**Problem requirements:** Render the entries as a JSON list of strings, with one string per line and blank lines omitted.

- - - -

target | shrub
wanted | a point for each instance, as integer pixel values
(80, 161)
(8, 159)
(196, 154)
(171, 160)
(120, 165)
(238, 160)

- - - -

**Output for this exercise:**
[
  "target | shrub",
  "wanted | a point for each instance, as integer pixel values",
  "(80, 161)",
  "(8, 159)",
  "(196, 154)",
  "(171, 160)",
  "(120, 165)",
  "(238, 160)"
]